# Brano fornito
####

Da qui cominciano le differenze. Facebook, con i media, ha sempre avuto un rapporto più conflittuale, e non soltanto perché è stato l’oggetto, nel corso degli ultimi anni, di uno stillicidio di inchieste e rivelazioni che è culminato pochi giorni fa in un pezzo durissimo del New York Times che accusava l’azienda di manipolare media e politica, perfino usando fake news e teorie del complotto. Il social network ha sempre ritenuto che i media non fossero il suo core business. A questo si aggiunge il disinteresse personale di Mark Zuckerberg. In un’intervista con Evan Osnos del New Yorker uscita lo scorso settembre, il fondatore, ceo e presidente di Facebook ha detto: “Leggo soprattutto aggregatori. Senz’altro leggo Techmeme (un aggregatore di notizie sull’industria tech, ndr) e il suo equivalente su media e politica, giusto per sapere cosa succede. Ma non c’è nessun giornale che io prenda e legga dall’inizio alla fine. È quello che succede con la maggior parte delle persone al giorno d’oggi – quasi nessuno legge giornali di carta – ma io non visito nemmeno molti siti di news”. Questa dichiarazione, da sola, rende l’idea di dove si trova l’informazione nella scala dei valori di Mark Zuckerberg: piuttosto in basso.

 

Facebook ha cominciato a occuparsi in maniera strategica dell’informazione quando è diventata un problema. Dopo che il social network è rimasto bruciato dallo scandalo delle fake news, lo scorso gennaio ha deciso di modificare il proprio algoritmo per dare rilievo maggiore agli scambi interpersonali con amici e parenti, riducendo il ruolo delle notizie. Questi cambiamenti hanno cominciato ad avere effetto a partire da metà dell’anno e molte testate hanno notato che le visite ai loro siti sono crollate – con crollo conseguente delle entrate pubblicitarie. Inoltre, negli Stati Uniti e più di recente nel Regno Unito, Facebook ha reso più complesso e faticoso sponsorizzare post di contenuto politico (significa: pagare Facebook affinché un articolo di politica sia visto da più persone, con criteri scelti da chi paga). Anche in questo caso, crollo delle visite.

####

# Materiale
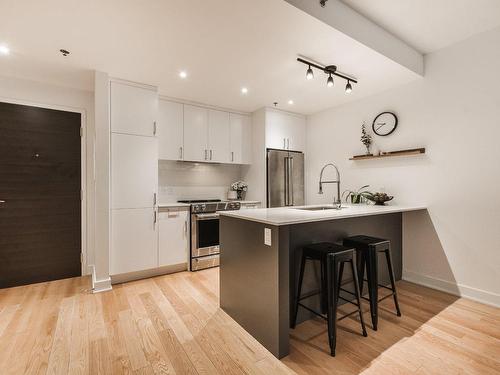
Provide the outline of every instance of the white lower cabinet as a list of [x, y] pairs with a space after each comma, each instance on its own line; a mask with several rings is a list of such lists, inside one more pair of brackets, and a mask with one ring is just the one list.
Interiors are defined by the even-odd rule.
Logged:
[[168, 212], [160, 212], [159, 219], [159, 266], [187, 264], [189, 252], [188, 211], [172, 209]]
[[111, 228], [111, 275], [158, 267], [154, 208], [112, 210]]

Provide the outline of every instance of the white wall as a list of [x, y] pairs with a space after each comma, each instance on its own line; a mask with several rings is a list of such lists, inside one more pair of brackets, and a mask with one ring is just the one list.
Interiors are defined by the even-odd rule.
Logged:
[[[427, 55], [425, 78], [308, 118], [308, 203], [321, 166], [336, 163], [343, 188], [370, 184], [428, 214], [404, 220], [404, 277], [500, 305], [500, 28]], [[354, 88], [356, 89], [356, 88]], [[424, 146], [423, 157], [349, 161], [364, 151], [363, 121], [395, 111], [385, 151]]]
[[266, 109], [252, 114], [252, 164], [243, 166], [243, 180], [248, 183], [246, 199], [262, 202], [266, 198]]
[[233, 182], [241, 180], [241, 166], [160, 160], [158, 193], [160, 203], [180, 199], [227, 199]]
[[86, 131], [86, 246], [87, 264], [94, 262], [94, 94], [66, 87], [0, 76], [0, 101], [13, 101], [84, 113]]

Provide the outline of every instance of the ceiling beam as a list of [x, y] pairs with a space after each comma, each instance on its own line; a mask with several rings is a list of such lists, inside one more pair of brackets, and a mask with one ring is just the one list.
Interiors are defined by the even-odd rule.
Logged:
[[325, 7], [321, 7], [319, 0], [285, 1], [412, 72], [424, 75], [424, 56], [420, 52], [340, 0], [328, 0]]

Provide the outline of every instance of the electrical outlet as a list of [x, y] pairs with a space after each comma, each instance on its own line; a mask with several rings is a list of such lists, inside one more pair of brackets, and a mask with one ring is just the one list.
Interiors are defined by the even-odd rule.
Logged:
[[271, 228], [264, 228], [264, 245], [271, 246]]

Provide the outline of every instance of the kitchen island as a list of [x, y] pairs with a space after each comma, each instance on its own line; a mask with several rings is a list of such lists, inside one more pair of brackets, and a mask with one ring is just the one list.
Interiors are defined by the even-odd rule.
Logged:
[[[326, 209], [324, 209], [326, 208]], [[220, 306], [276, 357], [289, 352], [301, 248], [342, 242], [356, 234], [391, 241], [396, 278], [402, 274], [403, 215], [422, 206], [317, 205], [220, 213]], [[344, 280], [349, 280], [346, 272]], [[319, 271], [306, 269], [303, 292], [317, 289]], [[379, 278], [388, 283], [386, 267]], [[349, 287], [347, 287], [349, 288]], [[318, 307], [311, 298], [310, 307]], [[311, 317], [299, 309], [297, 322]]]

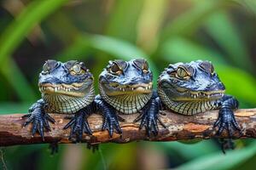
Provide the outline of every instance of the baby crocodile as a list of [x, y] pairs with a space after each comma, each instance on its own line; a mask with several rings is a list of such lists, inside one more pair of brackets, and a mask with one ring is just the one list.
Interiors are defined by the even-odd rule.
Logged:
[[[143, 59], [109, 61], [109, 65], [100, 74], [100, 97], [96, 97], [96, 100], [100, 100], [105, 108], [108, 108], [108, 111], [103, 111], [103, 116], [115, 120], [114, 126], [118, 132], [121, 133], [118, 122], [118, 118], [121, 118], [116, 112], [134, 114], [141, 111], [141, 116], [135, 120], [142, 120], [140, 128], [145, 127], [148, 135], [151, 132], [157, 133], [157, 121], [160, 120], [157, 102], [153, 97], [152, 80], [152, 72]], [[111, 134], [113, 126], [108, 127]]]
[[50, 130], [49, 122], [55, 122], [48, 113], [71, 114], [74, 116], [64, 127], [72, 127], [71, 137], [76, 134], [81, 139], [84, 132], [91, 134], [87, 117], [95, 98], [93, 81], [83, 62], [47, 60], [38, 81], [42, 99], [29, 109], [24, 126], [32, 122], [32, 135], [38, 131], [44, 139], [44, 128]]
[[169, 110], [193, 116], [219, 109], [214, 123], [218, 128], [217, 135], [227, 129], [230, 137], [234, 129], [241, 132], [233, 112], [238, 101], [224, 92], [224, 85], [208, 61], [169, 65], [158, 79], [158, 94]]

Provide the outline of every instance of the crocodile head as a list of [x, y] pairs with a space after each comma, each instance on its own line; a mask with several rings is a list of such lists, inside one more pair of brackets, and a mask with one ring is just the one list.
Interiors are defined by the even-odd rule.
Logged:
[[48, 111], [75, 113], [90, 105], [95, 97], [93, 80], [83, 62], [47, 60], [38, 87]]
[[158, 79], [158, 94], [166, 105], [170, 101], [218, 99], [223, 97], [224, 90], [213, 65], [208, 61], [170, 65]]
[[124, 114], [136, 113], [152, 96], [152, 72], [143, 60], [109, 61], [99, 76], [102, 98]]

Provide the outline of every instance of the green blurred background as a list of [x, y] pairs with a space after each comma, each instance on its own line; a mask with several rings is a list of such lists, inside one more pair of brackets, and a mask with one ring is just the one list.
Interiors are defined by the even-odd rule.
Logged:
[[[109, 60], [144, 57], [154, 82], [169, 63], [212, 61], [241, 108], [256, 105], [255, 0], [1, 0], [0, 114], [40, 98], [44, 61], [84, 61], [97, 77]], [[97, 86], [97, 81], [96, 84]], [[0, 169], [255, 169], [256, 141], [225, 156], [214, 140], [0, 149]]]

####

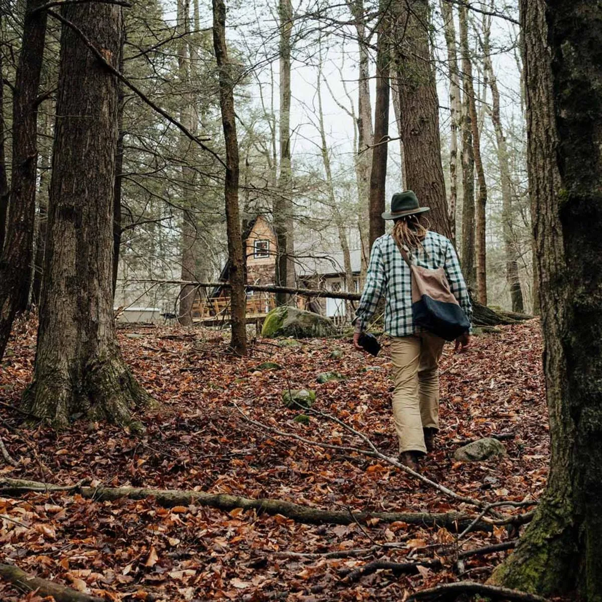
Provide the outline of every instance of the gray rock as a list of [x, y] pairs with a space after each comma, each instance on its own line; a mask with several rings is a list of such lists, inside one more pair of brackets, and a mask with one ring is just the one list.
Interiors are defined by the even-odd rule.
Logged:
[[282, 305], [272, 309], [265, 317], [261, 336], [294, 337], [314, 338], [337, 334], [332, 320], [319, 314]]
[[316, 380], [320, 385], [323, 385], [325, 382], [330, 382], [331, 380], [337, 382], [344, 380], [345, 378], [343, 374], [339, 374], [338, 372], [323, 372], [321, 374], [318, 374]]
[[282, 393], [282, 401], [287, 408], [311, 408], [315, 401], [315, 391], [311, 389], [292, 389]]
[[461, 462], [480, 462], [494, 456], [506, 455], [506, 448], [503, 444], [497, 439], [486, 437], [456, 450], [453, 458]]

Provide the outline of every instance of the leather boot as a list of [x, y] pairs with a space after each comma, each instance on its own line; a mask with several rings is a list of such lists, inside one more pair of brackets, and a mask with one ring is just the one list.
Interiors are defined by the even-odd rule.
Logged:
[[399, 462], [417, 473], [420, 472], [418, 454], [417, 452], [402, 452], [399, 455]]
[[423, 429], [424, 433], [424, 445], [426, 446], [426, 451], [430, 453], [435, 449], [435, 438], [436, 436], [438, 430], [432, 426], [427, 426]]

####

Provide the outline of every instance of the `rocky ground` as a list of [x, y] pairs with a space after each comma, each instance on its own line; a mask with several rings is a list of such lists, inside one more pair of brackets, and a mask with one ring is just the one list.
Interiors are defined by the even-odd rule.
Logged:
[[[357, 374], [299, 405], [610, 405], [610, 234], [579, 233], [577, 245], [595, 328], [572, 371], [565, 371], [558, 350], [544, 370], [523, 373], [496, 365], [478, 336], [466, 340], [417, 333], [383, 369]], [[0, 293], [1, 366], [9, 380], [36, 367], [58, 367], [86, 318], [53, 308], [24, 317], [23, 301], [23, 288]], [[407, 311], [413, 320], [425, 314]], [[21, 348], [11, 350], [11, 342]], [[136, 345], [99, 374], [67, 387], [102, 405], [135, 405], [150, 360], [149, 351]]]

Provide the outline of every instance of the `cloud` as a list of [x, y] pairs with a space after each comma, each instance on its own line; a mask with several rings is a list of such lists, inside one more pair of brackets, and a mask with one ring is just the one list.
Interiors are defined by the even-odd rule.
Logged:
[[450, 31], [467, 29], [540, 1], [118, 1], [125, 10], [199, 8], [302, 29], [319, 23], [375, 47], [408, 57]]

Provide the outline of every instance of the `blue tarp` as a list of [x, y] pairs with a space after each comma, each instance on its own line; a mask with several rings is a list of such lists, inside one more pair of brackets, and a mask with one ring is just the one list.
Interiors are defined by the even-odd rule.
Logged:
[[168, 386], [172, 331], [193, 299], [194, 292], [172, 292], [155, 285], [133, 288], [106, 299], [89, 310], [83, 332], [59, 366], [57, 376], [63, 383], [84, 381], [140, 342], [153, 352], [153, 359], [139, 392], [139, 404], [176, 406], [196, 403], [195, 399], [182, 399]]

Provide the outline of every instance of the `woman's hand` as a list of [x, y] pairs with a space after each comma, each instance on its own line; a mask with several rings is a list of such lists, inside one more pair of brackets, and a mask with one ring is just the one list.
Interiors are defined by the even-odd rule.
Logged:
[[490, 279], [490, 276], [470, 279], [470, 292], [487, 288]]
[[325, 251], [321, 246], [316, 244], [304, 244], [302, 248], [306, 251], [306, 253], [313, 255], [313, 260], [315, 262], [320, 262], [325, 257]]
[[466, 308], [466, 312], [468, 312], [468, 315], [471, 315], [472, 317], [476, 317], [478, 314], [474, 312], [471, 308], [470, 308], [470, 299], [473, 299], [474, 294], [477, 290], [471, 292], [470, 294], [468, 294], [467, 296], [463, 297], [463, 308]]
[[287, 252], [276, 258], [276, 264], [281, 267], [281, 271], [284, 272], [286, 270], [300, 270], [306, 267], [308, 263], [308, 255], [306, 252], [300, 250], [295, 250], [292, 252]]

####

# Consegna 1
Per favore, indica se ciascuna affermazione concorda con il brano su Facebook e l'informazione, rispondendo sì o no e citando le parole del brano che lo stabiliscono: (a) Mark Zuckerberg legge soprattutto aggregatori; (b) Facebook ha modificato il proprio algoritmo lo scorso settembre; (c) Facebook ha sempre considerato i media il suo core business.
# Consegna 2
Nel brano su Facebook e l'informazione, sostituisci "testate" con "redazioni" e riscrivi la parte che si apre con le parole contenenti "Facebook ha cominciato" e si chiude con "crollo delle visite.".

# Soluzione 1
(a) Sì: "Leggo soprattutto aggregatori."
(b) No: "lo scorso gennaio ha deciso di modificare il proprio algoritmo"
(c) No: "Il social network ha sempre ritenuto che i media non fossero il suo core business."

# Soluzione 2
Facebook ha cominciato a occuparsi in maniera strategica dell’informazione quando è diventata un problema. Dopo che il social network è rimasto bruciato dallo scandalo delle fake news, lo scorso gennaio ha deciso di modificare il proprio algoritmo per dare rilievo maggiore agli scambi interpersonali con amici e parenti, riducendo il ruolo delle notizie. Questi cambiamenti hanno cominciato ad avere effetto a partire da metà dell’anno e molte redazioni hanno notato che le visite ai loro siti sono crollate – con crollo conseguente delle entrate pubblicitarie. Inoltre, negli Stati Uniti e più di recente nel Regno Unito, Facebook ha reso più complesso e faticoso sponsorizzare post di contenuto politico (significa: pagare Facebook affinché un articolo di politica sia visto da più persone, con criteri scelti da chi paga). Anche in questo caso, crollo delle visite.